***** TASK INPUTS
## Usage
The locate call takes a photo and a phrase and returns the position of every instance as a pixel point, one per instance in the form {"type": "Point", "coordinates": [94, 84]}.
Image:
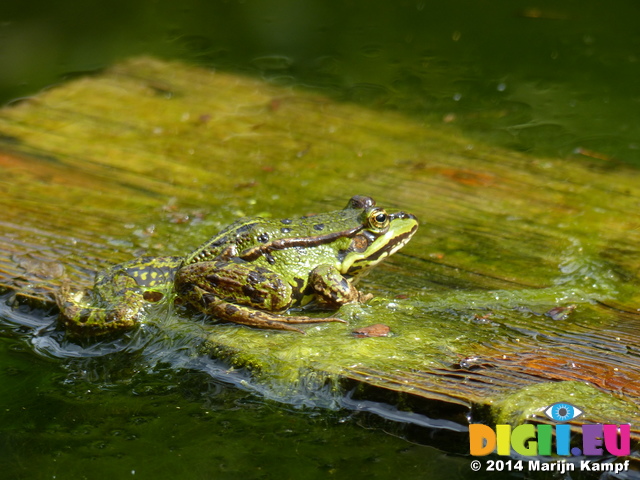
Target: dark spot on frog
{"type": "Point", "coordinates": [297, 288]}
{"type": "Point", "coordinates": [256, 277]}
{"type": "Point", "coordinates": [152, 296]}
{"type": "Point", "coordinates": [377, 330]}
{"type": "Point", "coordinates": [359, 244]}
{"type": "Point", "coordinates": [255, 296]}
{"type": "Point", "coordinates": [230, 309]}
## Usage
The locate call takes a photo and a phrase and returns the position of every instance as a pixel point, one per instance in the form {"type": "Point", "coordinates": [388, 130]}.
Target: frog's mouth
{"type": "Point", "coordinates": [369, 248]}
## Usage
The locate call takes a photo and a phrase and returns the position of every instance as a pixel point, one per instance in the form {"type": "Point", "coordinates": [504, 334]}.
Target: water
{"type": "Point", "coordinates": [547, 78]}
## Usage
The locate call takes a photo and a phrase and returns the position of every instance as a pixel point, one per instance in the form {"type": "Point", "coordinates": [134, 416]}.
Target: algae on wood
{"type": "Point", "coordinates": [154, 157]}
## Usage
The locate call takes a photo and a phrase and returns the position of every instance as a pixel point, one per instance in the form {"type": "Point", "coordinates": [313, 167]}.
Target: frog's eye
{"type": "Point", "coordinates": [378, 218]}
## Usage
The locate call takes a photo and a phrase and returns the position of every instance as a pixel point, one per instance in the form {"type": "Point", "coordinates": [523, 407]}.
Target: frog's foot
{"type": "Point", "coordinates": [332, 289]}
{"type": "Point", "coordinates": [259, 319]}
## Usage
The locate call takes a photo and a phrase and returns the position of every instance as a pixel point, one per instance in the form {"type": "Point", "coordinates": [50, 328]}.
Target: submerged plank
{"type": "Point", "coordinates": [524, 272]}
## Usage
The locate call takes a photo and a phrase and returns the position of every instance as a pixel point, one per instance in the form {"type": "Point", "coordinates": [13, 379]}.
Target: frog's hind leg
{"type": "Point", "coordinates": [256, 318]}
{"type": "Point", "coordinates": [80, 317]}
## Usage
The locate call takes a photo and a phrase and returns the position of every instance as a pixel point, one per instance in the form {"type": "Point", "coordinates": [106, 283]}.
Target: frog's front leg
{"type": "Point", "coordinates": [98, 316]}
{"type": "Point", "coordinates": [240, 293]}
{"type": "Point", "coordinates": [332, 289]}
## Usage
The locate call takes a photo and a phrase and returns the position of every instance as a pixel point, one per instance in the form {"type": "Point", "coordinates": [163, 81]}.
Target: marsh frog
{"type": "Point", "coordinates": [251, 272]}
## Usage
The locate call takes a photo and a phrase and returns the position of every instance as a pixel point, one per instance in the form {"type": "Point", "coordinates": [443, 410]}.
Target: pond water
{"type": "Point", "coordinates": [547, 78]}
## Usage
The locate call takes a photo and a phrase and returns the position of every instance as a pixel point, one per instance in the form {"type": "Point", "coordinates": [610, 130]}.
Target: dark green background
{"type": "Point", "coordinates": [545, 77]}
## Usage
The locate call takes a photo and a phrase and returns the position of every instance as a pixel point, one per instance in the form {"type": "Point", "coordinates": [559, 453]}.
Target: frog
{"type": "Point", "coordinates": [251, 273]}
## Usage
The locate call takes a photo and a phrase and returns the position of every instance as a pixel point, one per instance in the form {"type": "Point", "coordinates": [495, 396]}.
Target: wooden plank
{"type": "Point", "coordinates": [154, 157]}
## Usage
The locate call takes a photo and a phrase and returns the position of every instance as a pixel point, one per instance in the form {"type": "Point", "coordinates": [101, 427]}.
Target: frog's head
{"type": "Point", "coordinates": [381, 235]}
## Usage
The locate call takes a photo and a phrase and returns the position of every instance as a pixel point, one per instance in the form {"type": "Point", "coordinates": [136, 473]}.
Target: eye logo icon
{"type": "Point", "coordinates": [562, 412]}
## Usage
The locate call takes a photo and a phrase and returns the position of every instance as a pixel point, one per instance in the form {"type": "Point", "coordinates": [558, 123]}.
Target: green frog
{"type": "Point", "coordinates": [251, 272]}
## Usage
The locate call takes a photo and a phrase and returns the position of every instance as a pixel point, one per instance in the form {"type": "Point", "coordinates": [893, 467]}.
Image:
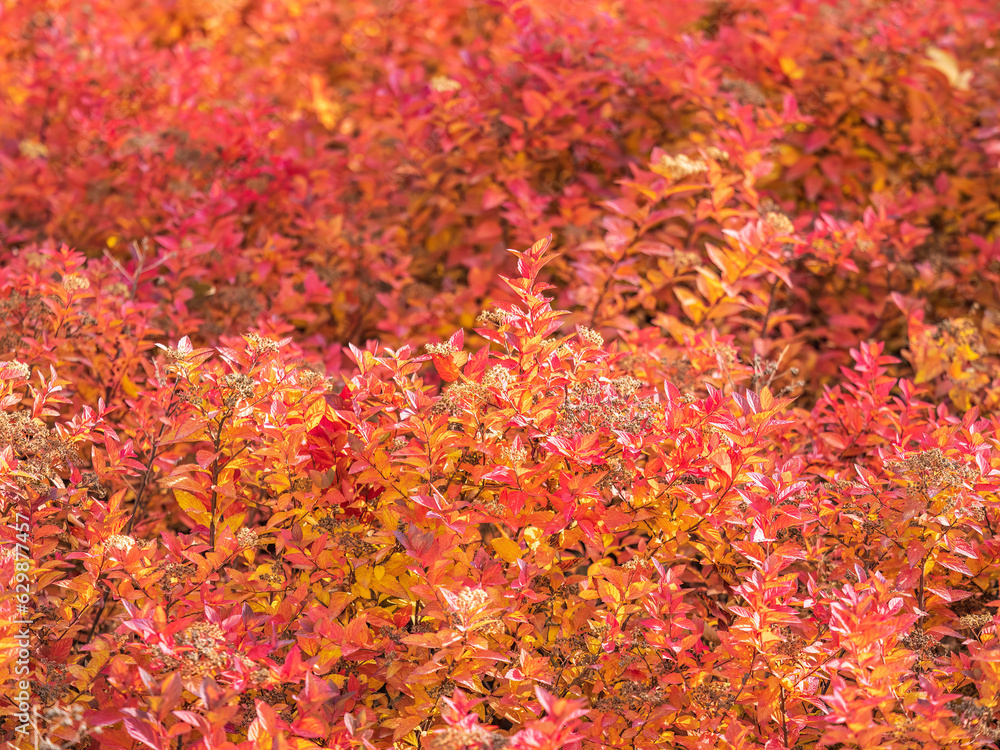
**********
# EXERCISE
From the first line to the last, reproduce the listing above exactly, leaving the pictures out.

# WRITTEN REPLY
## Usage
The locate call takes a photo and a phrase and returns the position of every instance as a pixel point, one per instance in the form {"type": "Point", "coordinates": [94, 84]}.
Image:
Target: dark spot on frog
{"type": "Point", "coordinates": [297, 288]}
{"type": "Point", "coordinates": [256, 277]}
{"type": "Point", "coordinates": [152, 296]}
{"type": "Point", "coordinates": [377, 330]}
{"type": "Point", "coordinates": [359, 244]}
{"type": "Point", "coordinates": [255, 296]}
{"type": "Point", "coordinates": [230, 309]}
## Usage
The locate call takes a photo and a phrase and returns the position of every instance as a pixel point, one per instance in the form {"type": "Point", "coordinates": [388, 130]}.
Target: frog's mouth
{"type": "Point", "coordinates": [369, 248]}
## Usage
The locate call takes a photo and a phrase and returns the position of every instance as a pixel point, one per instance in the form {"type": "Point", "coordinates": [504, 334]}.
Target: water
{"type": "Point", "coordinates": [547, 78]}
## Usage
The locate call takes a photo and a phrase and returns the position of every instance as a pixel point, one per instance in the form {"type": "Point", "coordinates": [134, 416]}.
Target: algae on wood
{"type": "Point", "coordinates": [154, 157]}
## Usage
The locate call takes a photo and a phrase and returns the position of every instance as a pixel point, one per instance in the form {"type": "Point", "coordinates": [313, 167]}.
Target: frog's eye
{"type": "Point", "coordinates": [378, 218]}
## Usage
The locate call takes a photo and a phrase and returns the position of every instance as a pixel point, one per instance in the form {"type": "Point", "coordinates": [523, 407]}.
Target: frog's foot
{"type": "Point", "coordinates": [332, 289]}
{"type": "Point", "coordinates": [259, 319]}
## Usage
The locate call takes a photo and a phrase and returns the position of every instance as a pixel point, one per instance in the form {"type": "Point", "coordinates": [50, 328]}.
Target: submerged plank
{"type": "Point", "coordinates": [524, 272]}
## Usage
The locate call takes a photo and a phrase and returns the position of every instance as a pixel point, one per instance in the form {"type": "Point", "coordinates": [13, 379]}.
Target: frog's hind leg
{"type": "Point", "coordinates": [256, 318]}
{"type": "Point", "coordinates": [80, 317]}
## Usage
The locate call takes a photo and a phrase and returns the position of every instance as a pixel point, one per instance in the form {"type": "Point", "coordinates": [106, 283]}.
Target: frog's front leg
{"type": "Point", "coordinates": [98, 316]}
{"type": "Point", "coordinates": [240, 293]}
{"type": "Point", "coordinates": [332, 289]}
## Usage
The locate call takes a photo and a phrase and returns the position of every instance as a pixel point, one per instance in the form {"type": "Point", "coordinates": [163, 81]}.
Target: marsh frog
{"type": "Point", "coordinates": [251, 272]}
## Usage
The locate call takes a photo and a phrase and returns the position of every instance as a pixel point, one per instance in the form {"type": "Point", "coordinates": [443, 410]}.
Target: pond water
{"type": "Point", "coordinates": [547, 78]}
## Usage
The locate call takes a photo and a phrase and returns the position of every instance as a pixel point, one per instance in the form {"type": "Point", "coordinates": [610, 130]}.
Target: dark green background
{"type": "Point", "coordinates": [545, 77]}
## Usage
The locate call takes a photo and a phrase and returns the position of every instance as a pixel point, one per instance in the form {"type": "Point", "coordinates": [559, 453]}.
Target: frog
{"type": "Point", "coordinates": [251, 273]}
## Usage
The locate call takes a photo and a phrase and returns the position of every instance as a pixel point, one per instance in the form {"type": "Point", "coordinates": [495, 396]}.
Target: wooden plank
{"type": "Point", "coordinates": [154, 157]}
## Usage
The locate call takes a photo and a phrase and returns the position of every instance as a pixel point, one per instance in the form {"type": "Point", "coordinates": [101, 427]}.
Target: frog's head
{"type": "Point", "coordinates": [381, 235]}
## Usage
The locate call takes a photo and a phrase and returns the position of every instance as a pixel point, one per instance in the form {"type": "Point", "coordinates": [136, 473]}.
Target: eye logo icon
{"type": "Point", "coordinates": [562, 412]}
## Usage
The locate call takes a photo and a phrase and returns the position of every instance as a pixel point, one per instance in the form {"type": "Point", "coordinates": [558, 123]}.
Target: green frog
{"type": "Point", "coordinates": [251, 272]}
## Usage
The locate call takes a photo and a phrase and returns the position of every instance as a pixel point, one per instance in the form {"type": "Point", "coordinates": [893, 467]}.
Image:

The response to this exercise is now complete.